#### Work instructions
Every record must be transcribed in its entirety, apart from the images, which are to be omitted.
===== Information provided =====
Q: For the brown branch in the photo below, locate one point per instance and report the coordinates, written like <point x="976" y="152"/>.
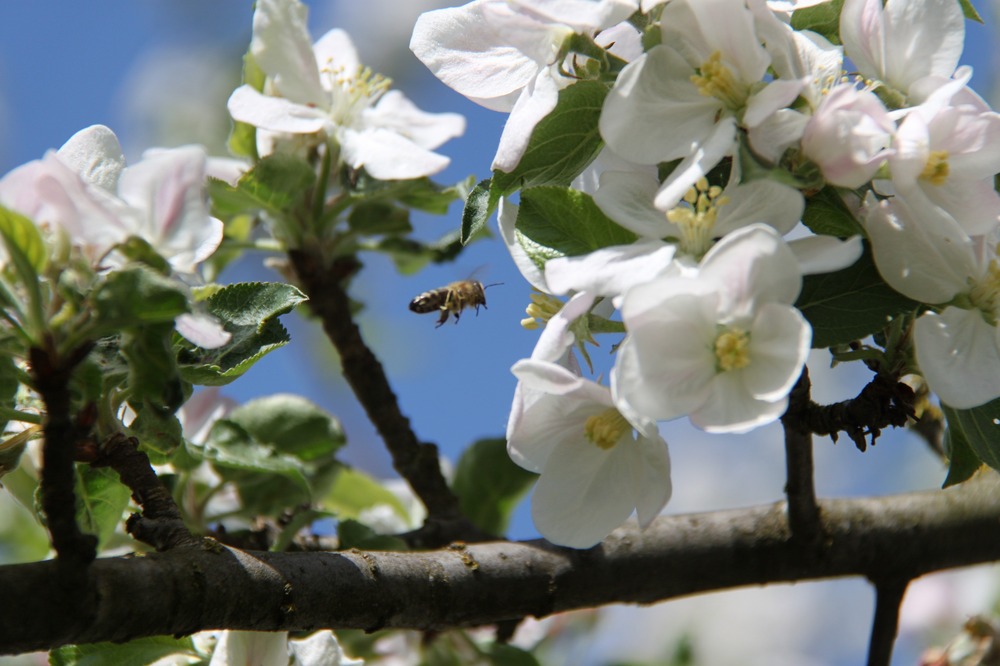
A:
<point x="800" y="487"/>
<point x="885" y="625"/>
<point x="51" y="375"/>
<point x="160" y="524"/>
<point x="190" y="589"/>
<point x="416" y="462"/>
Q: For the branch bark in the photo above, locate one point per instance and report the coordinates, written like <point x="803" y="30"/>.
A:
<point x="191" y="589"/>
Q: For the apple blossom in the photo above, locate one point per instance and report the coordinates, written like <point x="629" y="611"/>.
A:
<point x="724" y="346"/>
<point x="323" y="90"/>
<point x="508" y="56"/>
<point x="594" y="472"/>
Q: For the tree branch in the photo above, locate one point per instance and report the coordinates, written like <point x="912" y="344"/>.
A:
<point x="190" y="589"/>
<point x="416" y="462"/>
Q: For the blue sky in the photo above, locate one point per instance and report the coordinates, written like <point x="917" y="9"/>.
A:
<point x="160" y="70"/>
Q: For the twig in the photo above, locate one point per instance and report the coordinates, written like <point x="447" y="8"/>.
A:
<point x="190" y="589"/>
<point x="416" y="462"/>
<point x="803" y="510"/>
<point x="51" y="376"/>
<point x="885" y="625"/>
<point x="160" y="524"/>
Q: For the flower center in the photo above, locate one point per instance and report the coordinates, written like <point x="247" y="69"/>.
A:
<point x="353" y="92"/>
<point x="985" y="294"/>
<point x="717" y="80"/>
<point x="542" y="308"/>
<point x="732" y="350"/>
<point x="936" y="170"/>
<point x="695" y="217"/>
<point x="607" y="428"/>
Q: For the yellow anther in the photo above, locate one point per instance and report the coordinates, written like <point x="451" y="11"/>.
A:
<point x="732" y="350"/>
<point x="607" y="428"/>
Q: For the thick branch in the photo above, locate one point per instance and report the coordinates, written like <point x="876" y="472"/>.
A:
<point x="189" y="589"/>
<point x="416" y="462"/>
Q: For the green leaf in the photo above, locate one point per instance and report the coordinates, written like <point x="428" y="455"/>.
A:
<point x="267" y="480"/>
<point x="278" y="183"/>
<point x="136" y="652"/>
<point x="249" y="311"/>
<point x="22" y="233"/>
<point x="352" y="534"/>
<point x="135" y="296"/>
<point x="970" y="12"/>
<point x="962" y="460"/>
<point x="489" y="485"/>
<point x="101" y="499"/>
<point x="562" y="144"/>
<point x="558" y="221"/>
<point x="354" y="491"/>
<point x="979" y="428"/>
<point x="377" y="217"/>
<point x="823" y="18"/>
<point x="849" y="304"/>
<point x="479" y="205"/>
<point x="292" y="425"/>
<point x="826" y="214"/>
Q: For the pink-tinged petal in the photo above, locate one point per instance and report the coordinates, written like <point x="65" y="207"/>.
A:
<point x="282" y="48"/>
<point x="428" y="130"/>
<point x="779" y="345"/>
<point x="627" y="198"/>
<point x="335" y="54"/>
<point x="730" y="409"/>
<point x="654" y="113"/>
<point x="386" y="155"/>
<point x="922" y="38"/>
<point x="752" y="266"/>
<point x="469" y="49"/>
<point x="959" y="356"/>
<point x="276" y="114"/>
<point x="168" y="190"/>
<point x="202" y="330"/>
<point x="537" y="100"/>
<point x="825" y="254"/>
<point x="920" y="251"/>
<point x="95" y="154"/>
<point x="719" y="142"/>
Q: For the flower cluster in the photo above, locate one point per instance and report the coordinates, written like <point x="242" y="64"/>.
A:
<point x="719" y="125"/>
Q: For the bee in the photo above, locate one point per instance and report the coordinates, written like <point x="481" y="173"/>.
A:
<point x="452" y="299"/>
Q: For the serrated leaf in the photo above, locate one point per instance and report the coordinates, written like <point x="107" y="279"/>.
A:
<point x="377" y="217"/>
<point x="22" y="233"/>
<point x="137" y="652"/>
<point x="101" y="499"/>
<point x="826" y="214"/>
<point x="978" y="427"/>
<point x="562" y="144"/>
<point x="489" y="485"/>
<point x="292" y="425"/>
<point x="278" y="182"/>
<point x="136" y="296"/>
<point x="479" y="205"/>
<point x="559" y="221"/>
<point x="849" y="304"/>
<point x="249" y="311"/>
<point x="353" y="491"/>
<point x="823" y="18"/>
<point x="962" y="460"/>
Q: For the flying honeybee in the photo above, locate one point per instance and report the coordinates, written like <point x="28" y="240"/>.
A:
=====
#### Output of the task
Q: For the brown branch in the photo below, locate one point per instance and report the coordinates, written like <point x="976" y="152"/>.
A:
<point x="800" y="487"/>
<point x="885" y="625"/>
<point x="51" y="375"/>
<point x="160" y="524"/>
<point x="190" y="589"/>
<point x="416" y="462"/>
Q: For the branch bark in the photo above, locate one point per instance and report the coordinates, written like <point x="803" y="30"/>.
A:
<point x="191" y="589"/>
Q: For the apple blossom in the photo above, locate one point per instance and report the coordinates, written like <point x="629" y="611"/>.
A:
<point x="724" y="346"/>
<point x="323" y="90"/>
<point x="508" y="56"/>
<point x="594" y="472"/>
Q: For the tree branch in the photo above, locate one point per instance and report the coordinates, written like <point x="912" y="344"/>.
A:
<point x="190" y="589"/>
<point x="416" y="462"/>
Q: For the blue sky in the photo above, locate one point per instance and report the coordinates, written like <point x="917" y="9"/>.
A:
<point x="160" y="70"/>
Q: For the twig in the photo above, locate one point per instance and report the coordinates, written like <point x="447" y="8"/>.
A:
<point x="190" y="589"/>
<point x="416" y="462"/>
<point x="803" y="510"/>
<point x="51" y="376"/>
<point x="885" y="625"/>
<point x="160" y="524"/>
Q: For the flower center in the photo above, locate one point per instance and report the coordinates, written like <point x="247" y="69"/>.
A:
<point x="353" y="92"/>
<point x="985" y="294"/>
<point x="717" y="80"/>
<point x="542" y="308"/>
<point x="732" y="350"/>
<point x="936" y="170"/>
<point x="695" y="217"/>
<point x="607" y="428"/>
Q: For the yellow anther in the photo above, locate one point per instance and report the coordinates, written like <point x="451" y="11"/>.
A:
<point x="732" y="350"/>
<point x="607" y="428"/>
Q: For the thick branch in the photo above, locate one point per instance and report the coordinates, written like <point x="876" y="472"/>.
A:
<point x="189" y="589"/>
<point x="416" y="462"/>
Q: For the green leaf in the photo above, locate one point per instance and report the coordinates, written like <point x="428" y="455"/>.
A:
<point x="267" y="480"/>
<point x="278" y="183"/>
<point x="136" y="652"/>
<point x="249" y="311"/>
<point x="22" y="233"/>
<point x="352" y="534"/>
<point x="135" y="296"/>
<point x="970" y="12"/>
<point x="962" y="460"/>
<point x="489" y="485"/>
<point x="101" y="499"/>
<point x="562" y="144"/>
<point x="558" y="221"/>
<point x="354" y="491"/>
<point x="979" y="428"/>
<point x="377" y="217"/>
<point x="823" y="18"/>
<point x="849" y="304"/>
<point x="479" y="205"/>
<point x="292" y="425"/>
<point x="826" y="214"/>
Q: For the pink-tinged petal in the photo above, locate one point per instance and report the coordinates, written like <point x="65" y="207"/>.
A:
<point x="282" y="48"/>
<point x="428" y="130"/>
<point x="779" y="345"/>
<point x="627" y="198"/>
<point x="335" y="54"/>
<point x="730" y="409"/>
<point x="654" y="113"/>
<point x="386" y="155"/>
<point x="922" y="38"/>
<point x="752" y="266"/>
<point x="469" y="49"/>
<point x="959" y="356"/>
<point x="276" y="114"/>
<point x="168" y="190"/>
<point x="202" y="330"/>
<point x="537" y="100"/>
<point x="825" y="254"/>
<point x="920" y="251"/>
<point x="95" y="154"/>
<point x="719" y="142"/>
Q: For the flower cluster in the photo above, locate one point per instance and report the coordinates, written like <point x="242" y="64"/>.
A:
<point x="719" y="125"/>
Q: For the bee in the photo above, locate one point per instance and report the coordinates, written like <point x="481" y="173"/>.
A:
<point x="452" y="299"/>
Q: For the serrated leaf in the photo above, locate one point per instance and report the coordinates, written like <point x="107" y="279"/>.
A:
<point x="377" y="217"/>
<point x="22" y="233"/>
<point x="137" y="652"/>
<point x="101" y="499"/>
<point x="826" y="214"/>
<point x="978" y="427"/>
<point x="562" y="144"/>
<point x="489" y="485"/>
<point x="292" y="425"/>
<point x="278" y="182"/>
<point x="136" y="296"/>
<point x="479" y="205"/>
<point x="559" y="221"/>
<point x="849" y="304"/>
<point x="249" y="311"/>
<point x="353" y="491"/>
<point x="823" y="18"/>
<point x="962" y="460"/>
Q: For the flying honeybee in the photo above, locate one point per instance and report the coordinates, written like <point x="28" y="240"/>.
A:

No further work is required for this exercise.